● Exercise objective: Each line of the records below that holds "chair" should be copied out.
++++++++++++++++++++
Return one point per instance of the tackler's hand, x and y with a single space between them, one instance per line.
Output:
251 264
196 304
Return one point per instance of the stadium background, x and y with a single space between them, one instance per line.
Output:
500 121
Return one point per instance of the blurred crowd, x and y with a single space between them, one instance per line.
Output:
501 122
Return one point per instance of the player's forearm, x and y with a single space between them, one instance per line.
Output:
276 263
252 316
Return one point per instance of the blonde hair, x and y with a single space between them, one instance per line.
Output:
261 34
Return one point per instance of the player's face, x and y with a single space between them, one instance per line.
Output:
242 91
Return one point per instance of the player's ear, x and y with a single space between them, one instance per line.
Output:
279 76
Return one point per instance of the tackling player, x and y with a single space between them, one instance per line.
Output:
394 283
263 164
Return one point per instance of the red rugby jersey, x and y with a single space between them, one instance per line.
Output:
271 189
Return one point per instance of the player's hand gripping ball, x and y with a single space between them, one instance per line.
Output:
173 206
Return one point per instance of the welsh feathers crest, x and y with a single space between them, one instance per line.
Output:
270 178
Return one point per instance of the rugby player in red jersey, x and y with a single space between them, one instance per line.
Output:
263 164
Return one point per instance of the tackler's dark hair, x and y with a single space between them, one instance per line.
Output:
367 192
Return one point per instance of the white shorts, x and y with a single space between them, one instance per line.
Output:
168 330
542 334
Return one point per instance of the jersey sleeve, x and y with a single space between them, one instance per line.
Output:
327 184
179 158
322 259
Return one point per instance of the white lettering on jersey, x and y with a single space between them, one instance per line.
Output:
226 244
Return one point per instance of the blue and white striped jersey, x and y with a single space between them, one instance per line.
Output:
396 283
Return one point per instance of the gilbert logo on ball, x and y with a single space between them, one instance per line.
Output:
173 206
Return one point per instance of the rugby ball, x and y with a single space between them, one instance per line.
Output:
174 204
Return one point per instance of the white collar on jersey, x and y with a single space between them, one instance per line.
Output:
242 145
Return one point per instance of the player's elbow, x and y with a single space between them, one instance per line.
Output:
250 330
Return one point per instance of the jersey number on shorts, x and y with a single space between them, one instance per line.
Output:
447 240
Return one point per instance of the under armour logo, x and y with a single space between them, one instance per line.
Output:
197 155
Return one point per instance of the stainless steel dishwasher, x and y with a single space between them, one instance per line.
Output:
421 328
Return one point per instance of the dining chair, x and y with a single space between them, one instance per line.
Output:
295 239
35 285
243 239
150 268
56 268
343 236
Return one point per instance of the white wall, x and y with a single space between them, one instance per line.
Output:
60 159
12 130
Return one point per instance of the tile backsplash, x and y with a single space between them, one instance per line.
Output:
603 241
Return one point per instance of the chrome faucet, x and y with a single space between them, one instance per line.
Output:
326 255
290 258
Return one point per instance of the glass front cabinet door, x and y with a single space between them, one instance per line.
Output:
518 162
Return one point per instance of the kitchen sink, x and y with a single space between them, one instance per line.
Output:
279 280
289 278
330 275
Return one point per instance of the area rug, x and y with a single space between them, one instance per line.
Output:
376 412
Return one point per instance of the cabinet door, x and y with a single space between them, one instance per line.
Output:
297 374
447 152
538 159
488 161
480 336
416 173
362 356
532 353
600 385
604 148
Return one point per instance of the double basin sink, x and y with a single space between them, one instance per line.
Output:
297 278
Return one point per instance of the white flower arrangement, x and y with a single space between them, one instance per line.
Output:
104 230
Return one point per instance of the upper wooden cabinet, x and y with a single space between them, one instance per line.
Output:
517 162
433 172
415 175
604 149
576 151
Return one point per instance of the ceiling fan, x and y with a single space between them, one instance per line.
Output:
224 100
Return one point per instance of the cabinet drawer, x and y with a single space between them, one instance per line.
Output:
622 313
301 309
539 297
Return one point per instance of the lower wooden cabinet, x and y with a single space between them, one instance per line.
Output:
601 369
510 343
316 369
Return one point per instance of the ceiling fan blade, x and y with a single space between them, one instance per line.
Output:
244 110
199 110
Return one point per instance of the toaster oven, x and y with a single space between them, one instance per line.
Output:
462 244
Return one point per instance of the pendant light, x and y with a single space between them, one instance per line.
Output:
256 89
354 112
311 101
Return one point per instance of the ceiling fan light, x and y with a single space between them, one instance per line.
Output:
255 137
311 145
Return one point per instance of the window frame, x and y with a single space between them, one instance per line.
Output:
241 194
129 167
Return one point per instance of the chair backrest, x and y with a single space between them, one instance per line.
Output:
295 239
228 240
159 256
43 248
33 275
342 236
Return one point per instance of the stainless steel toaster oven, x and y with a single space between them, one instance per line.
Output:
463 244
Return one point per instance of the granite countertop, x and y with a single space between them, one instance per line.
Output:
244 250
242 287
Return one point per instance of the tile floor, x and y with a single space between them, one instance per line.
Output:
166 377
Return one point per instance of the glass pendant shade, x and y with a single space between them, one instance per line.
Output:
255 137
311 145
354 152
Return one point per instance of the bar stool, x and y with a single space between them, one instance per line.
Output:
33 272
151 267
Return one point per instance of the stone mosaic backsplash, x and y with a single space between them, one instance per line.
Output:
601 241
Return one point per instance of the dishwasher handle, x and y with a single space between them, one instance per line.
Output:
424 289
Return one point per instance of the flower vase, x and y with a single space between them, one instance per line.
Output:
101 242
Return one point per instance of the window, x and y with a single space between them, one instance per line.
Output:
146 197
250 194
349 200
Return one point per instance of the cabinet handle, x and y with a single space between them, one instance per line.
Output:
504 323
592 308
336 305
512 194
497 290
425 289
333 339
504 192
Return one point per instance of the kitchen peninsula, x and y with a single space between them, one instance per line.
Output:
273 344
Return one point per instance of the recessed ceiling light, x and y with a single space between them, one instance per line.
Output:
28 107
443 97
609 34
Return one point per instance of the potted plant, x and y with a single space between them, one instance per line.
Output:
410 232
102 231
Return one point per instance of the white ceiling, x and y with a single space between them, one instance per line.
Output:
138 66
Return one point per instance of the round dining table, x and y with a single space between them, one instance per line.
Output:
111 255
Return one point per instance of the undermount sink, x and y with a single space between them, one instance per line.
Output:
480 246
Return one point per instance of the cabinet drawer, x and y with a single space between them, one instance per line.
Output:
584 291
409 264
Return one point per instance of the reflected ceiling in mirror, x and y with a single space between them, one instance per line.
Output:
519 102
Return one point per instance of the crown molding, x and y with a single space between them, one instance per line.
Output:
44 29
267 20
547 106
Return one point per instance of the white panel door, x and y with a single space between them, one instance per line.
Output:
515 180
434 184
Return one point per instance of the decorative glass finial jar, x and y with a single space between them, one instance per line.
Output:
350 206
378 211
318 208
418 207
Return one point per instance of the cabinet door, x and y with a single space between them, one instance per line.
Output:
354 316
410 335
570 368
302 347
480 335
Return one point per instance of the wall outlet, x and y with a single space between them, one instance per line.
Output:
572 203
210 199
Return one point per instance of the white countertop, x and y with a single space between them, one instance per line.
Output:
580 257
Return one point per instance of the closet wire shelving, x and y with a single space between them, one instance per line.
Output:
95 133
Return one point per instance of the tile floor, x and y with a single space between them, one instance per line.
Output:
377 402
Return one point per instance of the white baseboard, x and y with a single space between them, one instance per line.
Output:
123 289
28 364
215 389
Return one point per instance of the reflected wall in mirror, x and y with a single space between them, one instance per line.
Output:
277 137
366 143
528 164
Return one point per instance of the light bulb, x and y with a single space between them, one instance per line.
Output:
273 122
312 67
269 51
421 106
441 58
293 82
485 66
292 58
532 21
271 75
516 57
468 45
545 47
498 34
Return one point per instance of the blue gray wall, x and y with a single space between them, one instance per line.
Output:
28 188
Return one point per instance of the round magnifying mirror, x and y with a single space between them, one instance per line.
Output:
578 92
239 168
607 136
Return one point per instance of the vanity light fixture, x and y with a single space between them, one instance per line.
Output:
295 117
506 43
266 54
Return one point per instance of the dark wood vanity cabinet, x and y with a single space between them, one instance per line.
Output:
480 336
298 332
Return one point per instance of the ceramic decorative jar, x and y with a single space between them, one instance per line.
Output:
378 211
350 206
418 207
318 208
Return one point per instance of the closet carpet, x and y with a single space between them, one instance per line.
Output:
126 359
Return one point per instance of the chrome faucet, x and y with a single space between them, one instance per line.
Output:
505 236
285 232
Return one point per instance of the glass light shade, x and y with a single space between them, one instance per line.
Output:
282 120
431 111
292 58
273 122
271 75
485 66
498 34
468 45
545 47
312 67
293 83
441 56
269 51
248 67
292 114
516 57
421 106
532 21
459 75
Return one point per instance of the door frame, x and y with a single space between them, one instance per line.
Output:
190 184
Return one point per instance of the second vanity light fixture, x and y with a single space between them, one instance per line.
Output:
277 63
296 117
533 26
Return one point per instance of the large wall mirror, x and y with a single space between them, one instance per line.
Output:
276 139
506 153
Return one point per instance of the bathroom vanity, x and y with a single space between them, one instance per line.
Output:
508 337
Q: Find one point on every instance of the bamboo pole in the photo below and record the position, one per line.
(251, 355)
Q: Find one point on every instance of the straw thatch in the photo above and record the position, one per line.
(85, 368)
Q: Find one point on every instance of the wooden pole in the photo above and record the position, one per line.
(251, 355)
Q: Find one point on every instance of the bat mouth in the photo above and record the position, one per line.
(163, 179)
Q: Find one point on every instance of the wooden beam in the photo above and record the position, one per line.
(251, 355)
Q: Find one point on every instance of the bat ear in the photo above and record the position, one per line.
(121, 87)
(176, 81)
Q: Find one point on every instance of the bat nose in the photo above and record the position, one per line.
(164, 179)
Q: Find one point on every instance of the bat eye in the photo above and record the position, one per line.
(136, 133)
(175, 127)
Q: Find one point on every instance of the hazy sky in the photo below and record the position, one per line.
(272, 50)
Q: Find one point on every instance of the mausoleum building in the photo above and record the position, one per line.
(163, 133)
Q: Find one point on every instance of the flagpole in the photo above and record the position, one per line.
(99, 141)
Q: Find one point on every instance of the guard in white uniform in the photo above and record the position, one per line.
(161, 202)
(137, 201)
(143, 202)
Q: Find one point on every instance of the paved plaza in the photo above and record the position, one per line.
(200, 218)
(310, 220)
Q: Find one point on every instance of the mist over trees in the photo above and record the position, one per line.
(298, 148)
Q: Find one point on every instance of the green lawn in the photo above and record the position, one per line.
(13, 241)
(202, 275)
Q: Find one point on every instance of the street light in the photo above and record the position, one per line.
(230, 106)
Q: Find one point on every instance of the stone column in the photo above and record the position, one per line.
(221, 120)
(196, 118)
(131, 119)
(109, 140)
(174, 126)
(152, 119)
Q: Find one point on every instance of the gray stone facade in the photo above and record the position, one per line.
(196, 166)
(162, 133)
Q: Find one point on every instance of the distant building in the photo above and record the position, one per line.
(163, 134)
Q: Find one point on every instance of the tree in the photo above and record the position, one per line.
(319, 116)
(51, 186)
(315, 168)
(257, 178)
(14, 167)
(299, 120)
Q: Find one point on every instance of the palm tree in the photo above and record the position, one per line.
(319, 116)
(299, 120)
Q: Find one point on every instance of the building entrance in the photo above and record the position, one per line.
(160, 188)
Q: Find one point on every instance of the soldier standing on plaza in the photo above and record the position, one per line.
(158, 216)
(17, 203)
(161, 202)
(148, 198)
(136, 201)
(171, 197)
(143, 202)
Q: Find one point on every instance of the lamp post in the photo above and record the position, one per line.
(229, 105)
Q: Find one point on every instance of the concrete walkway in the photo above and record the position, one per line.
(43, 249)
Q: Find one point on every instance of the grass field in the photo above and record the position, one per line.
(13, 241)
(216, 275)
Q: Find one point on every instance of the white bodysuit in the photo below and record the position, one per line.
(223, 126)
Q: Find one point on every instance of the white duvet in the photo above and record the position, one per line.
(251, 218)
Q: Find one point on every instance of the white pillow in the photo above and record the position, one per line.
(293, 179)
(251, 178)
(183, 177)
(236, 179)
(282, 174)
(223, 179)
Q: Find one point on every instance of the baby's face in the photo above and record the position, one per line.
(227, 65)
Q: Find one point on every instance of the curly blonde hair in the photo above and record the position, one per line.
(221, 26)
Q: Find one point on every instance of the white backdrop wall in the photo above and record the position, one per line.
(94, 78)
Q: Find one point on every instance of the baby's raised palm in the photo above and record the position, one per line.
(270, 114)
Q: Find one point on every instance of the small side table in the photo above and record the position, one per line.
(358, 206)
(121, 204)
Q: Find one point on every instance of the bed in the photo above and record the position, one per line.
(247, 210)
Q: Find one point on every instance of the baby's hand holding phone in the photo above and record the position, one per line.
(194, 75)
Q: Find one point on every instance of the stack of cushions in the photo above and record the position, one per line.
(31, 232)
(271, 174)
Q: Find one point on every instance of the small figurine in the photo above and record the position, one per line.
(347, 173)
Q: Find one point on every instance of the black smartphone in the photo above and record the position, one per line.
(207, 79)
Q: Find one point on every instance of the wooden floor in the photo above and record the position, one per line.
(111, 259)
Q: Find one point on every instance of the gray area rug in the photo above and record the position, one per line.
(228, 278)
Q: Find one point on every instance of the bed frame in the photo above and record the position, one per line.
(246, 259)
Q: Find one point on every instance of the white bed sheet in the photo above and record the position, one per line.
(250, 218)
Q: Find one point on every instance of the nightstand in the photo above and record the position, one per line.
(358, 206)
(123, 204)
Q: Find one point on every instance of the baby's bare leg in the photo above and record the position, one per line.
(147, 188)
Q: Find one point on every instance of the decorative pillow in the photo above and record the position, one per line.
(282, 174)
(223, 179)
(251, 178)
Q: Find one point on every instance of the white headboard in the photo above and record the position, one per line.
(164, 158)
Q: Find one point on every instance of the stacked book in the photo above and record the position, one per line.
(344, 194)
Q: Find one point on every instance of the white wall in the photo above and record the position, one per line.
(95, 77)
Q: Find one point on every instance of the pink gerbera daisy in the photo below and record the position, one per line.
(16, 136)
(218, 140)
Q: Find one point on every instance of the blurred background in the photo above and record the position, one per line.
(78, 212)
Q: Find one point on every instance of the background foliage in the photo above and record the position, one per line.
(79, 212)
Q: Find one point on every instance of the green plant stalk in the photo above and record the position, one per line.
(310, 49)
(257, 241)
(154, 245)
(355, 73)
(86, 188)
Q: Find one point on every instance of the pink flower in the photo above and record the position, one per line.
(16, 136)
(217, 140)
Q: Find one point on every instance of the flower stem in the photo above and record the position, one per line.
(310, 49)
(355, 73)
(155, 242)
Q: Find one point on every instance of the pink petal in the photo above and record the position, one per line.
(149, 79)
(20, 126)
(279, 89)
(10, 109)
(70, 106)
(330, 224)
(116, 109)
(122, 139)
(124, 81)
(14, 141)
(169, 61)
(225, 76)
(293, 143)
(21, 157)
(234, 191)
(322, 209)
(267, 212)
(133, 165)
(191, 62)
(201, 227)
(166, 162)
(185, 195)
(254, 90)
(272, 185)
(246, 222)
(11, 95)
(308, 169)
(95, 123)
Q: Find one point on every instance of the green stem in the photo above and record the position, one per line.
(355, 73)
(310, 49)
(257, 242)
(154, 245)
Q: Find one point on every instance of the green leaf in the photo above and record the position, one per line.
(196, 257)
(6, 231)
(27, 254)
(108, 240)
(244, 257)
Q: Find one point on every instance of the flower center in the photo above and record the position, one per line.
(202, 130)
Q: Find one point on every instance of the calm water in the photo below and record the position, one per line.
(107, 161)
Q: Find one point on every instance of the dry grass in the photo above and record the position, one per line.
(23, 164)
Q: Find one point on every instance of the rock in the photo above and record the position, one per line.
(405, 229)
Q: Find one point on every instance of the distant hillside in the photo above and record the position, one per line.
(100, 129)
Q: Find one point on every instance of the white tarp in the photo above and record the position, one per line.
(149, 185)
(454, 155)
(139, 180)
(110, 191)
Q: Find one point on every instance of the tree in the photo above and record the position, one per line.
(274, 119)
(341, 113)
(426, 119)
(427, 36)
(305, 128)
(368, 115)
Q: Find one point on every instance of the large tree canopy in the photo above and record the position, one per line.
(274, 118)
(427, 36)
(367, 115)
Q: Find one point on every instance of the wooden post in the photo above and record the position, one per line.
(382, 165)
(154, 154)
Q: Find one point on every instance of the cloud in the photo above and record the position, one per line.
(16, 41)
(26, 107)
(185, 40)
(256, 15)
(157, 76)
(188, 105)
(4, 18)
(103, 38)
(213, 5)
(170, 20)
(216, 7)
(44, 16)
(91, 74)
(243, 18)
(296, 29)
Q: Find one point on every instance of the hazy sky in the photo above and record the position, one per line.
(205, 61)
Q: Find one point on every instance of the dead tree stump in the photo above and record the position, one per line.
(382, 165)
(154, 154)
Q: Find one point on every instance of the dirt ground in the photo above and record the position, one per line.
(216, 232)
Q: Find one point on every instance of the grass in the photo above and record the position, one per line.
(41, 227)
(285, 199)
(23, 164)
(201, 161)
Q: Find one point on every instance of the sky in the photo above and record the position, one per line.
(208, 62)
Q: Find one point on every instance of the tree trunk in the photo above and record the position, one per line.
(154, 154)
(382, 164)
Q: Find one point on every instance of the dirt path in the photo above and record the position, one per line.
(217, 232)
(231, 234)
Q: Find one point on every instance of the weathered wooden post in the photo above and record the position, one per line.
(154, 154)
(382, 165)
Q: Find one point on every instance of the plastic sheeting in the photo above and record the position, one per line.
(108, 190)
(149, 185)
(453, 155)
++++++++++++++++++++
● Exercise response:
Return one point per instance of the dining chair, x and y with a single space between them, one instance per line.
Return one point per instance of the chair backrest, x and y with a single space between them, one instance per line.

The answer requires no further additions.